• DESCRIPTION OF THE TASK: Please write out all of the material below word for word, leaving out the pictures.
******
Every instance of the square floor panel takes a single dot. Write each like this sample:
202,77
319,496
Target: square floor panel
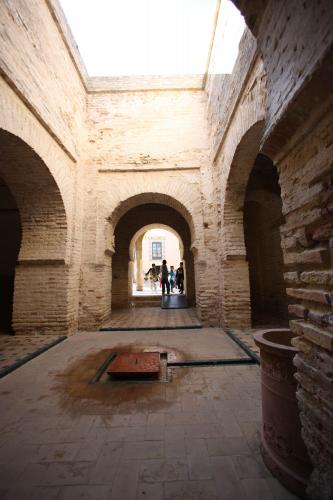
135,364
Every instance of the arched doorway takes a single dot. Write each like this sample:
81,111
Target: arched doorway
151,244
262,220
128,229
10,230
36,301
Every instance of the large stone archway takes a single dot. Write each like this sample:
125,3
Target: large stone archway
129,226
236,310
41,273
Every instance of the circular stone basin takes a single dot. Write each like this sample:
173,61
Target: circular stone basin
283,449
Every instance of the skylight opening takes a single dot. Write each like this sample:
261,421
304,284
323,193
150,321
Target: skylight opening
142,37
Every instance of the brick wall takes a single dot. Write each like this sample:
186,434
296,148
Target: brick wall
306,188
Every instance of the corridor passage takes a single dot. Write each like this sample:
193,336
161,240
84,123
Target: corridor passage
195,436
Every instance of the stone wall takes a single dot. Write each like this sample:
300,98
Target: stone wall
42,113
306,178
143,147
294,129
235,142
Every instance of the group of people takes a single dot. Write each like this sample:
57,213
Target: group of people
169,280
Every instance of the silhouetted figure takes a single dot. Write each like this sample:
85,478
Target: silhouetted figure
180,278
165,278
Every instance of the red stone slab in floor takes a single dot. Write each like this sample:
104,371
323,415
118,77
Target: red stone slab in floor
135,364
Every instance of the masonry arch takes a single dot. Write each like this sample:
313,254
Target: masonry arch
148,227
137,250
154,197
39,266
236,303
251,216
133,223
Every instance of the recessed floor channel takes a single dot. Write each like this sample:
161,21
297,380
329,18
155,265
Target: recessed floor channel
151,366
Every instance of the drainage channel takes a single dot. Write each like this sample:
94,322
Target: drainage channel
243,346
164,375
142,328
22,361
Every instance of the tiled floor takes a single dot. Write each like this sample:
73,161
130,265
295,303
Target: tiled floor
194,438
16,347
150,317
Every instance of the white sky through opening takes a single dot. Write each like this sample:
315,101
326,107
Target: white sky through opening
150,37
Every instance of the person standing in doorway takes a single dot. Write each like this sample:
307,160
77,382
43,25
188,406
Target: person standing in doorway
180,278
172,276
153,277
165,278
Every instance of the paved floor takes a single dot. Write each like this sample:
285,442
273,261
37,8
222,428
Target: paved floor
150,317
16,347
194,438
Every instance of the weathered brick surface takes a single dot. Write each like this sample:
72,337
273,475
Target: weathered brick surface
77,163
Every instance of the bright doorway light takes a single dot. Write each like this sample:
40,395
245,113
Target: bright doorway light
229,30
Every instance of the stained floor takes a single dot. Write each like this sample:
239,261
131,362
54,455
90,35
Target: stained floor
150,317
196,437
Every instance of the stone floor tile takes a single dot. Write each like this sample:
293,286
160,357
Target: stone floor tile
248,467
89,451
156,419
198,459
230,426
174,469
138,420
56,452
17,493
203,431
62,473
191,490
125,485
44,493
33,474
227,446
257,488
175,448
174,432
154,432
134,433
84,492
279,492
150,491
227,483
142,450
104,470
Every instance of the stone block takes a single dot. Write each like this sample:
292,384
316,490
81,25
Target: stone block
310,295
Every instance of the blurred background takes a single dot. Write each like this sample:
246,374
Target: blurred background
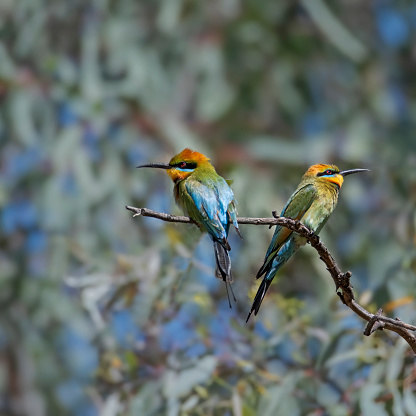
105,314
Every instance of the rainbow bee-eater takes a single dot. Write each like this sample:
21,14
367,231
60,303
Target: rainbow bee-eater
207,198
312,203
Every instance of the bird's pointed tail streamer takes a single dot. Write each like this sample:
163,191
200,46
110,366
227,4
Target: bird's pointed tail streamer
223,267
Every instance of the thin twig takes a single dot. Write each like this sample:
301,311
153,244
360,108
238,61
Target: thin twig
341,280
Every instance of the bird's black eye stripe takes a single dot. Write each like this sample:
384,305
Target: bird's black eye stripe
184,165
326,172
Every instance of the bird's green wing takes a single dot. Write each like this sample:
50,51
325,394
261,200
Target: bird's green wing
298,204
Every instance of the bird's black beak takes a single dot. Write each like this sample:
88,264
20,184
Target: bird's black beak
349,172
156,165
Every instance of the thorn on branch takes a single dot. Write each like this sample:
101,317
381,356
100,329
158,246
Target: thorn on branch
341,280
374,324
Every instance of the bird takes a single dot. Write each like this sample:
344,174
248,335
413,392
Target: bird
207,198
312,203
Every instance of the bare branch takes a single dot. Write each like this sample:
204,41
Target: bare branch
341,280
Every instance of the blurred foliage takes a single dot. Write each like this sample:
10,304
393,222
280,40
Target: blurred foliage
105,314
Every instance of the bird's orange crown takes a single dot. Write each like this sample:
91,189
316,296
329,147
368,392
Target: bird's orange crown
******
• THE COMPLETED TASK:
Every instance of the square floor panel takes a single dot. Write each like this sample:
202,77
319,496
Target: square floor panel
135,364
Every instance of the arched doorway takes a single dot. Write each like this sample:
81,111
Target: arched doorway
151,244
262,220
128,229
10,230
36,301
Every instance of the large stone archway takes a single dot. Write each like this sample:
125,3
Target: large stone archway
129,226
236,310
41,273
Every instance of the circular stone basin takes a single dot. Write each like this sample:
173,61
Target: circular stone basin
283,449
Every instance of the skylight opening takes a single dot. Write each like this sample:
261,421
304,284
323,193
150,321
Target: skylight opening
142,37
Every instance of the brick wall takes a single dot. Write each like this sample:
186,434
296,148
Target: brick wall
306,188
Every instance of the corridor passage takes a single dot. Write each like this sample:
193,336
161,240
84,123
Target: corridor passage
195,436
Every instance of the stone wall takes a single dot. Write each like this sample:
300,98
Target: stone wall
42,113
306,178
143,147
294,129
235,142
Every instance of the group of people takes a single dot. Write each like this sample:
57,213
Target: group of people
169,280
Every instance of the silhouetted figure takes a single dot. Write each like this sample:
85,478
Target: silhouetted figure
180,278
165,278
Every instance of the red stone slab in floor takes a single dot. Write each like this sample:
104,371
323,415
118,77
Target: red stone slab in floor
135,364
Every instance of the masonry arch takes a single dot. Write each like this sample:
313,254
Target: masonry arch
148,227
137,250
154,197
39,266
236,303
251,216
133,223
Every instance of the recessed floor channel takes a single dot. Write each like this sample:
161,21
297,380
329,18
155,265
Target: recessed floor channel
151,366
Every instance of the drainage channel takes a single dot. Write each like this sample:
94,322
Target: drainage channel
243,346
164,375
142,328
22,361
Every instance of the tiled floor takes a single dot. Write each like this sample:
73,161
130,265
295,303
Target: tiled floor
194,438
16,347
150,317
Every instance of the white sky through opening takes a single dot. Write each like this sample:
315,101
326,107
Target: white sky through opening
150,37
Every instance of the person standing in doorway takes a single dot. Write each like this sample:
307,160
77,382
43,25
188,406
Target: person standing in doorway
180,278
172,276
153,277
165,278
Every instance of the paved floor takes a single dot. Write each like this sample:
285,442
273,261
37,8
222,428
Target: paved floor
150,317
16,347
194,438
Every instance of the weathered brick surface takes a single dot. Write each like this sample:
72,337
273,475
Target: weathered brick surface
77,163
Every instance of the bright doorway light takes a single dot. Write each like this sample:
40,395
245,113
Target: bright doorway light
229,30
Every instance of the stained floor takes a single dot. Write each like this sample:
239,261
131,362
54,455
90,35
Target: stained floor
150,317
196,437
Every instance of the stone floor tile takes a single dot. Write each like this sample:
293,286
160,357
Target: stone floor tile
248,467
89,451
156,419
198,459
230,426
174,469
138,420
56,452
17,493
203,431
62,473
191,490
125,485
44,493
33,474
227,446
257,488
175,448
174,432
154,432
134,433
84,492
279,492
150,491
227,483
142,450
104,470
Every instance of the stone block takes a single dot. Write each like this sample:
292,384
316,490
81,25
Target: stone block
310,295
Every instance of the blurred background takes a single dot. Write each like this sample:
246,374
Target: blurred background
105,314
Every instance of the rainbow bee-eater takes a single dot. Write each like this sample:
21,14
367,231
60,303
Target: rainbow bee-eater
207,198
312,203
Every instance of the bird's pointed tail streamer takes a single dot. Write each like this sample:
163,191
200,46
110,366
227,4
Target: bird's pointed tail streamer
223,267
Every instance of the thin twig takes a single dot. Write each like this sample:
301,311
153,244
360,108
238,61
Target: thin twig
341,280
Every instance of the bird's black eye stripe takes a single dot. Write each like this sample:
384,305
Target: bird's black eye stripe
184,165
326,172
Every instance of the bird's green wing takes a single dot. Write each like this sample:
50,51
325,394
261,200
Target: bird's green wing
298,204
Every instance of the bird's black beak takes a single dot. Write each like this sample:
88,264
20,184
Target: bird's black beak
349,172
156,165
Every instance of the thorn on branch takes a single dot. Write each like this sample:
101,317
381,356
100,329
158,246
Target: thorn on branch
341,280
374,324
Every instance of the bird takes a single dot. Write each like this sample:
344,174
248,335
413,392
Target: bird
207,198
312,203
Every instance of the bare branch takes a single dot. Write each like this sample:
204,41
Target: bare branch
341,280
Every instance of the blurred foliage takes a single dot. Write each like this sample:
10,304
393,222
280,40
Target: blurred foliage
105,314
Every instance of the bird's orange crown takes a single dot. Write each like this sample:
91,189
316,296
329,147
368,392
Target: bird's orange crown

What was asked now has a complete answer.